• **Goal of the exercise**
All lines from the one that mentions "Would you point out the fish head" through the last of the entries below must be copied exactly, with both ends kept.

(Referring expression data)
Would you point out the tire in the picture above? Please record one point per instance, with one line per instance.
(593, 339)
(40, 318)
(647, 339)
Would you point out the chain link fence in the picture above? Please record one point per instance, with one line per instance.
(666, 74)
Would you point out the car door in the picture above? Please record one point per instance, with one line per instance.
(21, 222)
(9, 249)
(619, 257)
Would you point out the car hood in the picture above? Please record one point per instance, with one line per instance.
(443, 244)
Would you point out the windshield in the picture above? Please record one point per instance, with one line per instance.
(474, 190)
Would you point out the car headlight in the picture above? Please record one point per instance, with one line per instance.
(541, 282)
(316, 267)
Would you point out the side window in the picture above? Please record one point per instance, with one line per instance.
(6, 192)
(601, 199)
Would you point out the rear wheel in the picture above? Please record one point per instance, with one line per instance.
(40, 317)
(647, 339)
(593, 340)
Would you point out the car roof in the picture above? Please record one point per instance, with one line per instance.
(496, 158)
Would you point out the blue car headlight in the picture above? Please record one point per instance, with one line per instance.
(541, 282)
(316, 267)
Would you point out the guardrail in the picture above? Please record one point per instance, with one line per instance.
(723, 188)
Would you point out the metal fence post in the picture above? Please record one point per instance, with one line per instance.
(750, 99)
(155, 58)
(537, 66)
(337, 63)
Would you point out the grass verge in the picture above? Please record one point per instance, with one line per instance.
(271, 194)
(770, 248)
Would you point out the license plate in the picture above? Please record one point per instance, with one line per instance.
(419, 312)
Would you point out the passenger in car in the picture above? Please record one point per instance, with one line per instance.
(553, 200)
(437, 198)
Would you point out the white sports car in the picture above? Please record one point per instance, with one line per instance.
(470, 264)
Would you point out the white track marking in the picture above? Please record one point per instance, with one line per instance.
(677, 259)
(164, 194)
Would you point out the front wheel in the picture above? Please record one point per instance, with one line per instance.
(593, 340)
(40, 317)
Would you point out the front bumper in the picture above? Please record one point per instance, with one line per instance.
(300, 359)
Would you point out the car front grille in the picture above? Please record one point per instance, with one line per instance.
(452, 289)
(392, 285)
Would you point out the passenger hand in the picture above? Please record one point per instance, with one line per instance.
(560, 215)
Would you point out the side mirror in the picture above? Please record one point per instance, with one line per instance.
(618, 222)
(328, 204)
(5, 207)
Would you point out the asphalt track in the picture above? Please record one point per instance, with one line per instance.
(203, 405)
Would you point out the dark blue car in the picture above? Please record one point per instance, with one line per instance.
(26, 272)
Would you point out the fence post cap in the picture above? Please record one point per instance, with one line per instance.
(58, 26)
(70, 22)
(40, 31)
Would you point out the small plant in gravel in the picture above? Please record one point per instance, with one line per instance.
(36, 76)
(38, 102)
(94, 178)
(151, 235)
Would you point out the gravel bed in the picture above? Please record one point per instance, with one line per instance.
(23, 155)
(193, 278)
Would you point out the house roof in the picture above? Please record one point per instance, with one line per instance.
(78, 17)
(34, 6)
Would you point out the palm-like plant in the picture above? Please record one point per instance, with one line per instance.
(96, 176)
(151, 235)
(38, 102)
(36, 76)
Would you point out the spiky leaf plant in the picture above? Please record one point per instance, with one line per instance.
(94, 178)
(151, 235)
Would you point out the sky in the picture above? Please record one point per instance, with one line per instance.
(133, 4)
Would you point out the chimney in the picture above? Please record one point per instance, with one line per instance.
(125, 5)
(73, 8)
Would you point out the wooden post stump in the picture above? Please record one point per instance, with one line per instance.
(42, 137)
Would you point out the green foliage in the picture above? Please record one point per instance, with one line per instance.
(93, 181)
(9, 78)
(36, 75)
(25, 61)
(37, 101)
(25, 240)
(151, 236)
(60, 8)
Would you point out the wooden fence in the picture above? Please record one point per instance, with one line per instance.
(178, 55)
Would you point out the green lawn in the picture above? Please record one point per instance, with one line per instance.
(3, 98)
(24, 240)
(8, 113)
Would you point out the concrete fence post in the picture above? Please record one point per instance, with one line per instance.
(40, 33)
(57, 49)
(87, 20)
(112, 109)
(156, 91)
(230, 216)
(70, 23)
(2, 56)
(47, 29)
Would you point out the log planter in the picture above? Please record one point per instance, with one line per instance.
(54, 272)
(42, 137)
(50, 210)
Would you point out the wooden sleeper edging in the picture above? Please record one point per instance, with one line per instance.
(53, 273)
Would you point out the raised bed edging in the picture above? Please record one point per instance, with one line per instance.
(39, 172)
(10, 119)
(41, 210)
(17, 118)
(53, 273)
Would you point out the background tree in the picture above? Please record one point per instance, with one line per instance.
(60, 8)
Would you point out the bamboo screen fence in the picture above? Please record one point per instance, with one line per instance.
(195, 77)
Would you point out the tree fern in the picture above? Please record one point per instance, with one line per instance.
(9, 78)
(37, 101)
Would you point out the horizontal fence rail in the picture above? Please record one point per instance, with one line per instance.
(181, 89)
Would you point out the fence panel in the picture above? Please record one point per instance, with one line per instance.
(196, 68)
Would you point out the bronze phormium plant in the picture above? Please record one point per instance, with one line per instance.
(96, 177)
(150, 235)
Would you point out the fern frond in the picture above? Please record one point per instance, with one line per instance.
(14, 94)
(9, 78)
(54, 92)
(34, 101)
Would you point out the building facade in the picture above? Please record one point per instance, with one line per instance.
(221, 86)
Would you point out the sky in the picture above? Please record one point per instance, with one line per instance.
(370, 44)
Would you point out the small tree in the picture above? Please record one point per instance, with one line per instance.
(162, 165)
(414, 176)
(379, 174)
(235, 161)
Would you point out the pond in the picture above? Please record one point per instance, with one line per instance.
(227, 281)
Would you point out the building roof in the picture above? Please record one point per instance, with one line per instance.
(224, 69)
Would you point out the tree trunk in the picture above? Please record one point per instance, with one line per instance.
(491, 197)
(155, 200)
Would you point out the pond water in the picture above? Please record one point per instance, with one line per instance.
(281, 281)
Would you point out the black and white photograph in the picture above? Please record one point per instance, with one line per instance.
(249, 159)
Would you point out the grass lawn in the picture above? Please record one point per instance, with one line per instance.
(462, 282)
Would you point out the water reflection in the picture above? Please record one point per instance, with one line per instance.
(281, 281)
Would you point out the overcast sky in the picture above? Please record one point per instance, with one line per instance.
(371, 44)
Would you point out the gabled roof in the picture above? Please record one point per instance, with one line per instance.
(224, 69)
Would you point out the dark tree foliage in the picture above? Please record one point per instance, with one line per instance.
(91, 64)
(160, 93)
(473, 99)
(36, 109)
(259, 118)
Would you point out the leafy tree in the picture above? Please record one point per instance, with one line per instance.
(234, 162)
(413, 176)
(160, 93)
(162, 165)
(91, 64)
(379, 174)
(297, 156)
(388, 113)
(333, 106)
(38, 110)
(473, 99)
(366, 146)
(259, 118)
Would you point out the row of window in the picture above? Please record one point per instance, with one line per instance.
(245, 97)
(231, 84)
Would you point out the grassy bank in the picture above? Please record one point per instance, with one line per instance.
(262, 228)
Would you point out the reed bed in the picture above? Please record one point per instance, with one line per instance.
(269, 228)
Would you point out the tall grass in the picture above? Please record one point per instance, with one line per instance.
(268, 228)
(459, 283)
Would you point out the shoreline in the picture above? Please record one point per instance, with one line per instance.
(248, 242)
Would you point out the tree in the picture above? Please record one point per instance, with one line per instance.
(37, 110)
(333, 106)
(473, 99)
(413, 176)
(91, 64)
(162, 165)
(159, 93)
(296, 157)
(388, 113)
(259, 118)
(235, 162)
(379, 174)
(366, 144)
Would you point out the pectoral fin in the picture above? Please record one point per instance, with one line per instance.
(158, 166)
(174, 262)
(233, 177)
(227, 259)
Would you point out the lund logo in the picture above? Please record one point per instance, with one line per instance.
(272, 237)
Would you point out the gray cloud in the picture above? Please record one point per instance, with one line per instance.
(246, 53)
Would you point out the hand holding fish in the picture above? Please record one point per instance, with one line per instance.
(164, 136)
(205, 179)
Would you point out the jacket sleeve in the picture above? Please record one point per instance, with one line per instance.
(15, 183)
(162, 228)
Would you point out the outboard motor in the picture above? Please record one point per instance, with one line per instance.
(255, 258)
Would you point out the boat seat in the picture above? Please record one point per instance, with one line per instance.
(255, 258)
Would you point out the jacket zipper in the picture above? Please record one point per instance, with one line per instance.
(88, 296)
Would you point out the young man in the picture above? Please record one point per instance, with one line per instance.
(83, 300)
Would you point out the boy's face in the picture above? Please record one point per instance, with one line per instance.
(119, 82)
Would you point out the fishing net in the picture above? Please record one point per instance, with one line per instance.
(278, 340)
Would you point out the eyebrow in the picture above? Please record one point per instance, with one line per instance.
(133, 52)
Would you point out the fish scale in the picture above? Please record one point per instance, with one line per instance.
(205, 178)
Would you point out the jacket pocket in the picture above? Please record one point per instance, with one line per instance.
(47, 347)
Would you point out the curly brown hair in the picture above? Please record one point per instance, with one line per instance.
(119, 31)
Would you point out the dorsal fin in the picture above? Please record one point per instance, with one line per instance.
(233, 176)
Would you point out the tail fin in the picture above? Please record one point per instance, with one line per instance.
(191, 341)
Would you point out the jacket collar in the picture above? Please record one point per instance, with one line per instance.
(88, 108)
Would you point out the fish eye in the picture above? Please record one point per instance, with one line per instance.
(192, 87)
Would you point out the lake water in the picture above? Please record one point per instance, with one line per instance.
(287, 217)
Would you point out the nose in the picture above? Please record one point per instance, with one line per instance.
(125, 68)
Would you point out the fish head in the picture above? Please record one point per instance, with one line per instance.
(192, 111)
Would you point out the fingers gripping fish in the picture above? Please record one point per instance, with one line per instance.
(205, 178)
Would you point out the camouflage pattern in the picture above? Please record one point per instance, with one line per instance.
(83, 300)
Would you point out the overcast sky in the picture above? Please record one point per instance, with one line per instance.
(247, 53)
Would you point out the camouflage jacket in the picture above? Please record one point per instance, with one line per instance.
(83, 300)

• **Output of the exercise**
Would you point out the fish head in the picture above? Please record one point per instance, with one line per instance.
(192, 111)
Would you point out the fingers gripping fish in the picture above? Please record one point per instance, with one line per instance.
(205, 178)
Would you point out the camouflage pattern in the picture above? Please record one point per instance, with one line per instance.
(83, 300)
Would you point out the overcast sky in the picture above? Please record one point per instance, with one line per instance.
(247, 53)
Would you point out the camouflage jacket in the picture above? Please record one point per instance, with one line per instance.
(83, 300)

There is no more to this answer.